> What the task requires
Return every line below that contains the string "bear". Letter case matters.

> Dataset content
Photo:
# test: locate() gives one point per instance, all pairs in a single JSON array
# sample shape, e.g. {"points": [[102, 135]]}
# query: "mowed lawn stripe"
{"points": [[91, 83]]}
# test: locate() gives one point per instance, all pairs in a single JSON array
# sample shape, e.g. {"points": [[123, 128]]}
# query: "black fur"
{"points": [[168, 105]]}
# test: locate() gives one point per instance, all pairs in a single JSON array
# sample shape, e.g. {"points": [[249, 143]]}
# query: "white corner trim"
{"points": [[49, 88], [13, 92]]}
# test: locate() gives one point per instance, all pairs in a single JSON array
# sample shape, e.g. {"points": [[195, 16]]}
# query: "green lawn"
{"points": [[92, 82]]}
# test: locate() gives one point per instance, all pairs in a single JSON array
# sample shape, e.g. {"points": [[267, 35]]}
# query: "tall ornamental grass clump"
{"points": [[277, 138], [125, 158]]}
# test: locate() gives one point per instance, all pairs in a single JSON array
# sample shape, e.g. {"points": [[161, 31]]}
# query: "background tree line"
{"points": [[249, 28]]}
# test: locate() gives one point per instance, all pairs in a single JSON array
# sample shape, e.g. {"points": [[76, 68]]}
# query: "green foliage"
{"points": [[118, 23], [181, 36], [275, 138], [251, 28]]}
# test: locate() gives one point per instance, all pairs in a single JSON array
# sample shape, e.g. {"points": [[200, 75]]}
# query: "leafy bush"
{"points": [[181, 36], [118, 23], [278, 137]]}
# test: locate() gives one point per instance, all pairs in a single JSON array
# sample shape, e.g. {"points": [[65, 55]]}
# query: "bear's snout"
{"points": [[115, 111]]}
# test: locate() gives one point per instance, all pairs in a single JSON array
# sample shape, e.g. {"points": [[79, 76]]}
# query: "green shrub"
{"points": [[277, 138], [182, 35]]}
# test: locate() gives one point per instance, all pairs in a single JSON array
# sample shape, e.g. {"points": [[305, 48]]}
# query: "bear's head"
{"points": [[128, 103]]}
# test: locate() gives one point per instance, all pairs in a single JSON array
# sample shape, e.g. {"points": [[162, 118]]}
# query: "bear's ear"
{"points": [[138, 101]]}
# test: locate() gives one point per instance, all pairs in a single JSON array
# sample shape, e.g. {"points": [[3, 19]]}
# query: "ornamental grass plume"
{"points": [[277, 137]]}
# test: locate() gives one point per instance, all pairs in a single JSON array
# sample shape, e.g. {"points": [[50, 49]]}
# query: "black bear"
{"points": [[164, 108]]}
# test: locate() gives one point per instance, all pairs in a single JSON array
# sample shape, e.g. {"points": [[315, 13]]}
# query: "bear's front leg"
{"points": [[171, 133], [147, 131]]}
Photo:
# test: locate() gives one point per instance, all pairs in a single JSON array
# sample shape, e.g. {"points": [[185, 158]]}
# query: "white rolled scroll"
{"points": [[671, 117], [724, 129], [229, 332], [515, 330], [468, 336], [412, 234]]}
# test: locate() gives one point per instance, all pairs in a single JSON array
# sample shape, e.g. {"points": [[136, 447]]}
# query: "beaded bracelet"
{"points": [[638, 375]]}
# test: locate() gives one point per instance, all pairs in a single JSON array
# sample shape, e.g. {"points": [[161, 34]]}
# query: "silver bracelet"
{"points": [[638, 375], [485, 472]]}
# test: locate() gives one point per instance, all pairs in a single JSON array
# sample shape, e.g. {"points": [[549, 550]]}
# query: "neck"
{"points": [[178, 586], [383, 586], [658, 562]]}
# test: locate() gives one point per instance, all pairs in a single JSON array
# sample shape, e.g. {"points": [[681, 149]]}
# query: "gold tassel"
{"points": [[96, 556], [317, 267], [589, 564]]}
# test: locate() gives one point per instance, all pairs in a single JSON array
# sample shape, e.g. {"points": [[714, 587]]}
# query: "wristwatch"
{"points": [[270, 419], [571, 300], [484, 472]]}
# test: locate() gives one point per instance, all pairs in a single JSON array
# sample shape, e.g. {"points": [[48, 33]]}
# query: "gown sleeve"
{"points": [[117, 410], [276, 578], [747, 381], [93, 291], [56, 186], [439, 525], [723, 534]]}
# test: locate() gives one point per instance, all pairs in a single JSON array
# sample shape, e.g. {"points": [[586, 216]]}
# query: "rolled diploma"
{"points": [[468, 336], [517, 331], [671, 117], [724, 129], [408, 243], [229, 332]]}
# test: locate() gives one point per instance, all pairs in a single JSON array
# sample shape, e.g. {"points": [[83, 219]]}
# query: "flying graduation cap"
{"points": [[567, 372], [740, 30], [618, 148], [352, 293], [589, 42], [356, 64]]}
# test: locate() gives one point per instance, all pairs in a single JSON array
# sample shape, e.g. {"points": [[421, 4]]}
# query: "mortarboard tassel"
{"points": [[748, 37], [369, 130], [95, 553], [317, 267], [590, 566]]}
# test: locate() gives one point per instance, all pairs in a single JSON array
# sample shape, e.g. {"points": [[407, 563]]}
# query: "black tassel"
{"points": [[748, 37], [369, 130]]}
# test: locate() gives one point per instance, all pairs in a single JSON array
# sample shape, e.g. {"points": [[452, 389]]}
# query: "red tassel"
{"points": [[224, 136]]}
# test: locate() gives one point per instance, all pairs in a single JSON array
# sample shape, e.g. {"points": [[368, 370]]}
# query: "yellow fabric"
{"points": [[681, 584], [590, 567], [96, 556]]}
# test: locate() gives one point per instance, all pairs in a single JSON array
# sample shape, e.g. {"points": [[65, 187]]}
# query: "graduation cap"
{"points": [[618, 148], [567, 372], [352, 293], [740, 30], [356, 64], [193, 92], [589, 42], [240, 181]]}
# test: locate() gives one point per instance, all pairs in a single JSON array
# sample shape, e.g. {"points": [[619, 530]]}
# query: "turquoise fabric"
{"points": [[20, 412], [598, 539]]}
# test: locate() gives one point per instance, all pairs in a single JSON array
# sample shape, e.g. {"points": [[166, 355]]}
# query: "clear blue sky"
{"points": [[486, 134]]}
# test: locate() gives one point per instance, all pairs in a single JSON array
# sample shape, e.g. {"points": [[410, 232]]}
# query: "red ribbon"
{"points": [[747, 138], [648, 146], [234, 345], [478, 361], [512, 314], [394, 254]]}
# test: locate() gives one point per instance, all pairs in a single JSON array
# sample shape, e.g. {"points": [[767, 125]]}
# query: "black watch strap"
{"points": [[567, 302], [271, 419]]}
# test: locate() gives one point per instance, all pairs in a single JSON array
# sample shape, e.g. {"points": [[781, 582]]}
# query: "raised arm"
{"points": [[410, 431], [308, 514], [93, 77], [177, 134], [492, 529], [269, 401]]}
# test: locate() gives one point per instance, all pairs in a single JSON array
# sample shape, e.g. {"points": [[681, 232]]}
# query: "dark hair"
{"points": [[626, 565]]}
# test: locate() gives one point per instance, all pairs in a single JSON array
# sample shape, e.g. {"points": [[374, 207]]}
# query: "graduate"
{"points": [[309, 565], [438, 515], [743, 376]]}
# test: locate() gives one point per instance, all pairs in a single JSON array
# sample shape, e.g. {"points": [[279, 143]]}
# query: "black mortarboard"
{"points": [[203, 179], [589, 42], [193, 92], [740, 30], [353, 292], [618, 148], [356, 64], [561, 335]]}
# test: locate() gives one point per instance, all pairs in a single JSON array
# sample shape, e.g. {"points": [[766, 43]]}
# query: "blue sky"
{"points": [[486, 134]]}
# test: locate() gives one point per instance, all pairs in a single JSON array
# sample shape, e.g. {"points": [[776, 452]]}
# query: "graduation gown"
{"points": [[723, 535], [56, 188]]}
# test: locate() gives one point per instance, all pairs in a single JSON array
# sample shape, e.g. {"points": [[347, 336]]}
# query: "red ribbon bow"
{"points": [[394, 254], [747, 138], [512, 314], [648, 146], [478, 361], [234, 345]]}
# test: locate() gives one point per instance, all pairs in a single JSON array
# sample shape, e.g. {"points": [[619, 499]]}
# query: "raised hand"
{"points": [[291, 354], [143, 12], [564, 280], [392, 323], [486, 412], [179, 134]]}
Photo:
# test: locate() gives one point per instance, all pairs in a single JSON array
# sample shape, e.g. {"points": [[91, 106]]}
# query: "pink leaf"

> Worked solution
# query: "bear's snout"
# query: "bear's head"
# query: "bear's ear"
# query: "black bear"
# query: "bear's front leg"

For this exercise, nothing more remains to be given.